§ Yapılacak İş 1
Barış süreci yazısından "Üç küsur yıllık" sözlerinin geçtiği yerden başlayıp "Erdebil Köşkü’nün bahçesindeyiz." sözlerinden sonra durarak o kısmı hiç değiştirmeden çıkarın.

§ Verilen Metin
* * * * * * * * *

Hasan CEMAL
“Evet, Erdoğan’la AKP iktidarına dönük güven sorunu hepimizce malum. Ama açılmış olan barış sürecinden dönmek, bu defa eskisi gibi kolay değil.”
“Bundan öncekilerden farklı bir süreci yaşamakta olduğumuz açık. Kapalı kapılar arkasında yapılan bundan önceki görüşmeler Ankara tarafından hep reddedilmişti. Daha sonra Tayyip Erdoğan ‘Biz değil, MİT görüşüyor’ demeye başladı. Şimdi artık yalnız İmralı değil, Kandil de muhatap. Kürt realitesinden sonra ‘PKK realitesi’ de fiilen kabullenilmiş durumda... BDP heyetleri, Ankara-İmralı-Kandil üçgeninde fır dönüyor. Bu bir ilk...”
DİYARBAKIR
Dicle’nin kıyısında baharın iç bayıltıcı kokuları, bembeyaz çiçekleri insana yaşama sevinci aşılıyor. Siyah taştan görkemli Diyarbakır surlarına doğru kat kat yükselen Hevsel Bahçeleribir başka âlem.
Kendi kendime mırıldanıyorum:
Artık bu güzelim topraklar da trajediye doysun, bir an önce barışa kavuşsun!
Üç küsur yıllık KCK hapisliğinden bu yakınlarda çıkmış olan Fırat Anlı, “Sanki cennetteyim” diyor. Çözüm sürecidolayısıyla günlerini bir toplantıdan öbürüne koşuşturmakla geçiren BDP’nin Eş Genel Başkanı Gültan Kışanak’ın mutluluğu yüzünün hatlarına vurmuş...
Erdebil Köşkü’nün bahçesindeyiz.

* * * * * * * * *

§ Yapılacak İş 2
Kayıtlardaki bütün satırları güncelleyin: "box" geçen her yere "rectangle" yazın, başka hiçbir şeye dokunmayın. Resimleri cevaba koymayın.

§ Bu İşin Kayıtları
* * * * * * * * *

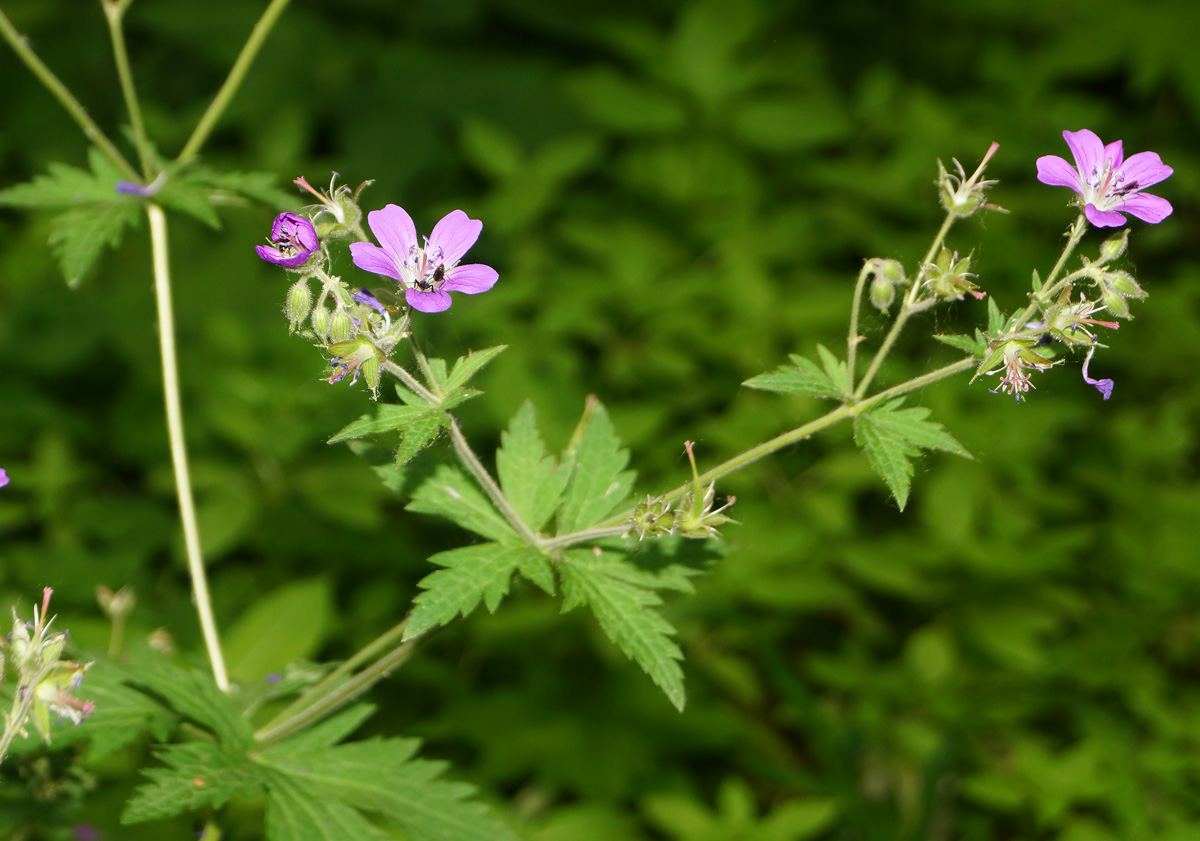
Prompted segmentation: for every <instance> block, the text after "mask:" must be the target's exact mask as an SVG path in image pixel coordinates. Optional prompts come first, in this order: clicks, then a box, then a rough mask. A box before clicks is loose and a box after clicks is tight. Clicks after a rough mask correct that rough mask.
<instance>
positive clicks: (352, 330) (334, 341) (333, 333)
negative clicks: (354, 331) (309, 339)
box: [329, 310, 354, 343]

* * * * * * * * *

§ İşin Sonucu 1
Üç küsur yıllık KCK hapisliğinden bu yakınlarda çıkmış olan Fırat Anlı, “Sanki cennetteyim” diyor. Çözüm sürecidolayısıyla günlerini bir toplantıdan öbürüne koşuşturmakla geçiren BDP’nin Eş Genel Başkanı Gültan Kışanak’ın mutluluğu yüzünün hatlarına vurmuş...
Erdebil Köşkü’nün bahçesindeyiz.

§ İşin Sonucu 2
Prompted segmentation: for every <instance> block, the text after "mask:" must be the target's exact mask as an SVG path in image pixel coordinates. Optional prompts come first, in this order: clicks, then a rectangle, then a rough mask. A rectangle before clicks is loose and a rectangle after clicks is tight. Clicks after a rough mask correct that rough mask.
<instance>
positive clicks: (352, 330) (334, 341) (333, 333)
negative clicks: (354, 331) (309, 339)
rectangle: [329, 310, 354, 343]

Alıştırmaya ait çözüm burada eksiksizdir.